▶ **Short problem**
List every line in the records below that contains the word "traffic", copying each one as it appears. Case counts, so match the word only where its capitalization is the same.

▶ **The data**
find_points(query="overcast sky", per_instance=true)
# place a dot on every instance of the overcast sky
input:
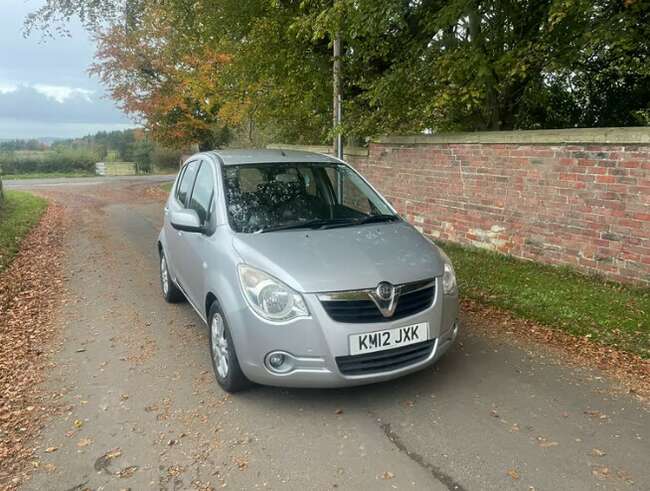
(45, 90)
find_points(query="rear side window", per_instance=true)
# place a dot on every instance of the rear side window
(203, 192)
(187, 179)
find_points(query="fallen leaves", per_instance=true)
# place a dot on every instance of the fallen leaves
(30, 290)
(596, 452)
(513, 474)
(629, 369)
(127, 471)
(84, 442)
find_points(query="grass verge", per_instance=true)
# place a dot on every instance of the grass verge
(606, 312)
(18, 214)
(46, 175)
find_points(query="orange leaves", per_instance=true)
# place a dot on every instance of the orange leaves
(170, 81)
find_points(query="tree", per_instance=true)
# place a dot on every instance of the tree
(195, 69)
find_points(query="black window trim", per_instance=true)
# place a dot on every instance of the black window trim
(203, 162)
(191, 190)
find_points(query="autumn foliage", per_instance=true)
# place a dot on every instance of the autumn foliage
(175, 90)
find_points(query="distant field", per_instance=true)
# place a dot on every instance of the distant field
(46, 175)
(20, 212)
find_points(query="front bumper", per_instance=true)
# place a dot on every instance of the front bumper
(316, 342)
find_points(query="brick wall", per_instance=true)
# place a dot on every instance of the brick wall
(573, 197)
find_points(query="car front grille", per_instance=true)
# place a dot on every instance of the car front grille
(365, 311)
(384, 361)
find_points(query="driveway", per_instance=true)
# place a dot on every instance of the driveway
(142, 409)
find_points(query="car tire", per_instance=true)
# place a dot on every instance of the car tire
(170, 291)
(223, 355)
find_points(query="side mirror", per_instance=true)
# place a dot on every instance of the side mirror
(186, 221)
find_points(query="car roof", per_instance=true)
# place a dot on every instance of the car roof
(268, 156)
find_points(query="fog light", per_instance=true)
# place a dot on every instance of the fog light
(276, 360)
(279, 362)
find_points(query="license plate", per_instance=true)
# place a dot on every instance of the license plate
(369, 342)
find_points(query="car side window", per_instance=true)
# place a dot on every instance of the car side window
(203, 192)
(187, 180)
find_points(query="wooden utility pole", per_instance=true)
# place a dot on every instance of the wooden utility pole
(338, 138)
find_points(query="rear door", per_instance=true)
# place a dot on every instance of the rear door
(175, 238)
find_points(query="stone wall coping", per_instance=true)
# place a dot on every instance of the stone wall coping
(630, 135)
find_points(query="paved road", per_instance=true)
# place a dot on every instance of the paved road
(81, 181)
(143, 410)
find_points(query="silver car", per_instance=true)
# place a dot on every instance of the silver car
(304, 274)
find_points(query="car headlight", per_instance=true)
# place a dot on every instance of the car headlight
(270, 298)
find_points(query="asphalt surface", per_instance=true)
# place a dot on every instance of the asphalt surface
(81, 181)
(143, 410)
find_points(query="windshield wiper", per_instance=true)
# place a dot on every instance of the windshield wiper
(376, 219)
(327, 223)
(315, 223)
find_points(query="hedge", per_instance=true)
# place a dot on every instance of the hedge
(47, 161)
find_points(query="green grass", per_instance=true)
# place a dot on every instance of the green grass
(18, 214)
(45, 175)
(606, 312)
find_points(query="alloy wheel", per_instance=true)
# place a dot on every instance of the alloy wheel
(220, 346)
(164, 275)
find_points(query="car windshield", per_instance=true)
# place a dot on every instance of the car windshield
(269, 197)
...
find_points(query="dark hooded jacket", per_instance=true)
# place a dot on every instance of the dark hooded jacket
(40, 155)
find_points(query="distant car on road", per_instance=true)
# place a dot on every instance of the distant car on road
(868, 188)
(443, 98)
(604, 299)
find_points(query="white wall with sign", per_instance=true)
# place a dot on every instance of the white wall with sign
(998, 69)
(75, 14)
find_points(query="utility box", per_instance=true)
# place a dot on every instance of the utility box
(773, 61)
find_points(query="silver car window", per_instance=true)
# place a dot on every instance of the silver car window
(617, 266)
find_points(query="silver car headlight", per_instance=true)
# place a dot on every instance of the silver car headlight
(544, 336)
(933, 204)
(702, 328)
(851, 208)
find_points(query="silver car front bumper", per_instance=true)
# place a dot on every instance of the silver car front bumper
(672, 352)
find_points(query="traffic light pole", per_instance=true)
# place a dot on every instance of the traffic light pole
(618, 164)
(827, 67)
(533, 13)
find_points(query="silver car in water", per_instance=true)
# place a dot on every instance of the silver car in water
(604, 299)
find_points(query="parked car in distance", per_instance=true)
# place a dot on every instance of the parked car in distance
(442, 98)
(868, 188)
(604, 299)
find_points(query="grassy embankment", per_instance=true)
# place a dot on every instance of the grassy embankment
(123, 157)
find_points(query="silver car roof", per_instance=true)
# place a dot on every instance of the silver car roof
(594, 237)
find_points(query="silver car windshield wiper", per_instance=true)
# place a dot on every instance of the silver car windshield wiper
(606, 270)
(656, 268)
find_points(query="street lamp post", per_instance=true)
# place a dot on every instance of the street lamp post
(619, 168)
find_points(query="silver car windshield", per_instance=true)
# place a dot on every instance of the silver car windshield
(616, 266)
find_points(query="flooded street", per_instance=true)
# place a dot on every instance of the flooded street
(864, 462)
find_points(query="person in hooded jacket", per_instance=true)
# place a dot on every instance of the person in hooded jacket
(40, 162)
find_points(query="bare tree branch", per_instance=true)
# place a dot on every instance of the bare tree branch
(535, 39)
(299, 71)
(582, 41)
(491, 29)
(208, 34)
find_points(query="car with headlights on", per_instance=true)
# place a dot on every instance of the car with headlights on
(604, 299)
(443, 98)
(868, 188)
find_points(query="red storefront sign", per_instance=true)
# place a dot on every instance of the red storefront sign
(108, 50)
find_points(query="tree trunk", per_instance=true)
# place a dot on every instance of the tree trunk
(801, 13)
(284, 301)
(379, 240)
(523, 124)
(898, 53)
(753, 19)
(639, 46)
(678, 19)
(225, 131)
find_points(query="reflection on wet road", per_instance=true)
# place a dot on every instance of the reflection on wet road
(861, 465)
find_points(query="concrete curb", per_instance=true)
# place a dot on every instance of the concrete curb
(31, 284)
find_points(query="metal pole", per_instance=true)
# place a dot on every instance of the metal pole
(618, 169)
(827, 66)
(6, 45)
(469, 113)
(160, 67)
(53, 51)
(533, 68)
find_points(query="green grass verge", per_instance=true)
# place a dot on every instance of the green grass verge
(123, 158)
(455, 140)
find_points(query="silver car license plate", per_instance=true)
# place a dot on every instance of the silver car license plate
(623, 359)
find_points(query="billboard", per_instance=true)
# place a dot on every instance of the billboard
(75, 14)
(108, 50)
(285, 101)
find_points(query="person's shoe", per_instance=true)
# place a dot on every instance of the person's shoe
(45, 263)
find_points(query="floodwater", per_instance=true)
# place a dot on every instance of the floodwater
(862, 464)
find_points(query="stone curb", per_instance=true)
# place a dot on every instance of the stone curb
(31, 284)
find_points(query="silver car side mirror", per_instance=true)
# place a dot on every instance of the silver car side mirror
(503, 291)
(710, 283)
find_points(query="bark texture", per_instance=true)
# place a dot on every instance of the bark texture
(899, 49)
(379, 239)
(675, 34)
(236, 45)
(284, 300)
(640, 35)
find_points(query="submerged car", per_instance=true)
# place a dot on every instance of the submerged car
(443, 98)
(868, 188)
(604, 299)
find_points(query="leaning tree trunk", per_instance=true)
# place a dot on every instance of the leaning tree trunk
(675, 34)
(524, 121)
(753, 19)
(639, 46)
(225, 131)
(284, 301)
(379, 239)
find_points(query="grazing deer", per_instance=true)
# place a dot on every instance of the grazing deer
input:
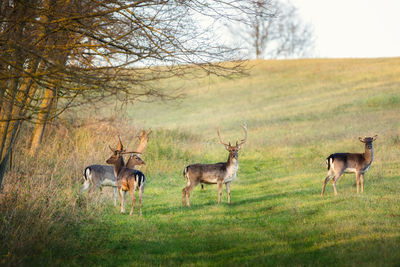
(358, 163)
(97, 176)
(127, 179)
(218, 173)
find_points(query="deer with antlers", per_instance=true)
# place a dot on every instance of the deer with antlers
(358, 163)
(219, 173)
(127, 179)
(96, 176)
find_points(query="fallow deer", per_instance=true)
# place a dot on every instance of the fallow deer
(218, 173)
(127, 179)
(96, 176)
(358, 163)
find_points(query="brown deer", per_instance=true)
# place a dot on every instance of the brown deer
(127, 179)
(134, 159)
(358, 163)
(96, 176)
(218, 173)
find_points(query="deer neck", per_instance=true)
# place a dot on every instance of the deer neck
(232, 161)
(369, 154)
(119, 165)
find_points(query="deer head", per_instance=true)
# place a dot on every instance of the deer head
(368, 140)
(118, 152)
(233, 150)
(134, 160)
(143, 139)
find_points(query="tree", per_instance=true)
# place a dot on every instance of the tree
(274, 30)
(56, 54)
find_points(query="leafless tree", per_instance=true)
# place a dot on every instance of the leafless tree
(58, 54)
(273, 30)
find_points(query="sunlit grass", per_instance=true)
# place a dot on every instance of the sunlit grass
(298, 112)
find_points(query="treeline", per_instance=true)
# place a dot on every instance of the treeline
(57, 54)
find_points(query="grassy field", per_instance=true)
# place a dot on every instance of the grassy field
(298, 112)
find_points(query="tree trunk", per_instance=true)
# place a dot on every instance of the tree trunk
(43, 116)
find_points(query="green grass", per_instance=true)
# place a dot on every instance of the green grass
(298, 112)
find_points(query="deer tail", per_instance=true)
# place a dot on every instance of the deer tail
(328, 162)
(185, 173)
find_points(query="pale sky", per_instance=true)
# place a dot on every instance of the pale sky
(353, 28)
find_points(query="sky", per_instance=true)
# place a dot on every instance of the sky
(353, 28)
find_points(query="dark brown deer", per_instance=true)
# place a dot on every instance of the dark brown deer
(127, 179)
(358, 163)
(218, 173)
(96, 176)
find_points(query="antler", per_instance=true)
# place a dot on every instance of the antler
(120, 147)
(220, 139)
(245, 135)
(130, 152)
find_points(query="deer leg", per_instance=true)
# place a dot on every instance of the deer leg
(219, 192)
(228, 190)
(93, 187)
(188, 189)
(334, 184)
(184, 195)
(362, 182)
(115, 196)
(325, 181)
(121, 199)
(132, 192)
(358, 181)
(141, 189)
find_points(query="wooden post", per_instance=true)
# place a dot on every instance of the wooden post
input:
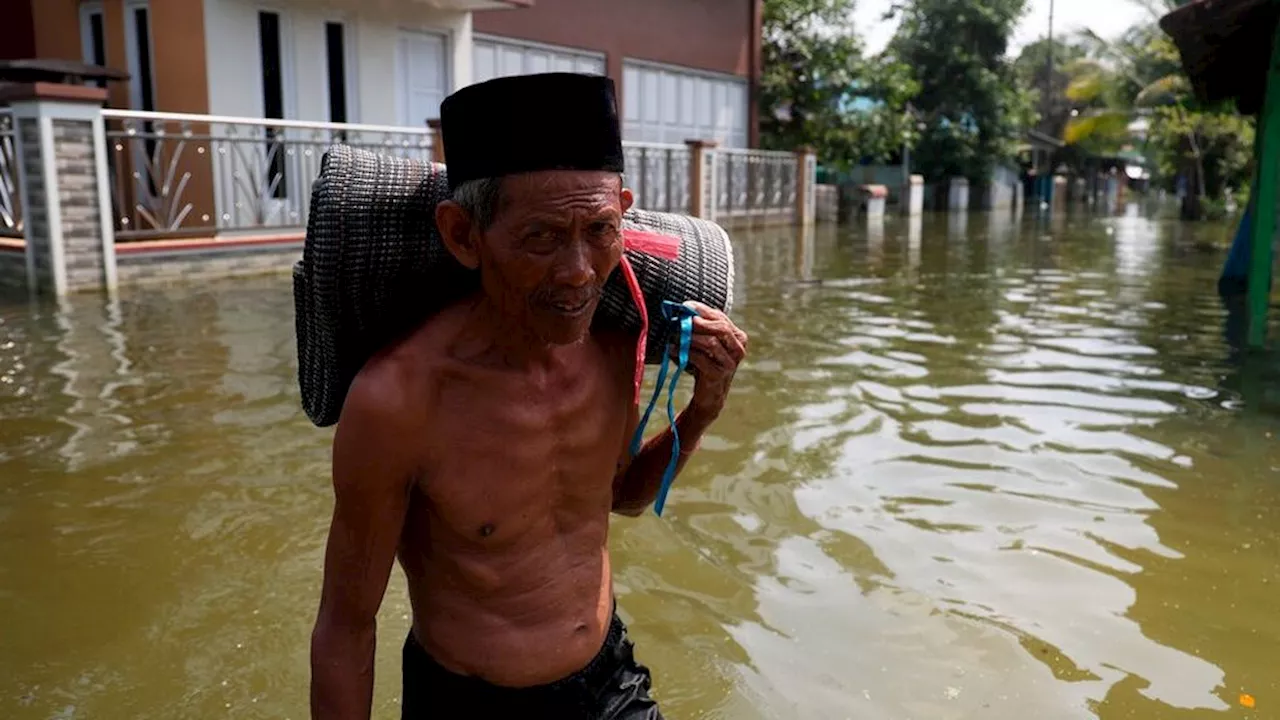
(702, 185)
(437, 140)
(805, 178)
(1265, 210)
---
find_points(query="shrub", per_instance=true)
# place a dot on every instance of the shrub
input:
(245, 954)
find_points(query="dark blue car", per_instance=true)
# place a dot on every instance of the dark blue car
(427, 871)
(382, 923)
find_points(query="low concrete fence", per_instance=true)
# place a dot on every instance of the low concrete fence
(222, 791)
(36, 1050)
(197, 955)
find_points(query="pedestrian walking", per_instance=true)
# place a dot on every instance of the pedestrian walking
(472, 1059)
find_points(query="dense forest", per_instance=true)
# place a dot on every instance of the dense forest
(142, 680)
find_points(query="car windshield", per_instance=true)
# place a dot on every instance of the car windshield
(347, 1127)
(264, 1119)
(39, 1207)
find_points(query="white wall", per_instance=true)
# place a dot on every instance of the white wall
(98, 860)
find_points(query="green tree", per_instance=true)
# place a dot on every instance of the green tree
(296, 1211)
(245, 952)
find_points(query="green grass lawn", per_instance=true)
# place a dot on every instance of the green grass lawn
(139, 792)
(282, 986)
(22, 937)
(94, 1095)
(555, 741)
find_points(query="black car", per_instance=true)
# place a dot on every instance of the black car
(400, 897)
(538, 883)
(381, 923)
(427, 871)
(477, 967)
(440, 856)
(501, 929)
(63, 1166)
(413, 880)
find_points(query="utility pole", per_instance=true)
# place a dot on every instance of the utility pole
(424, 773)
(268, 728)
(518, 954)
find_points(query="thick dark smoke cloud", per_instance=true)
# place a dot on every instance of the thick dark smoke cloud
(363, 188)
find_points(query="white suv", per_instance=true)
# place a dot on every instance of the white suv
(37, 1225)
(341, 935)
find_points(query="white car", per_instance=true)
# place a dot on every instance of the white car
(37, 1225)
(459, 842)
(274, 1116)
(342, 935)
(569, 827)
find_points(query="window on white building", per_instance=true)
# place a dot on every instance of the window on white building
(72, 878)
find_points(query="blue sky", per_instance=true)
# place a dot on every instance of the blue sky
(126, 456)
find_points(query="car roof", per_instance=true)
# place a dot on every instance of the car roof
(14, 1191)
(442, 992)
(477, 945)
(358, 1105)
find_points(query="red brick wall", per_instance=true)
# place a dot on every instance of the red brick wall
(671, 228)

▶ **Complete answer**
find_points(query="traffic light pole", per_instance=true)
# place a dot on every instance of the traffic light pole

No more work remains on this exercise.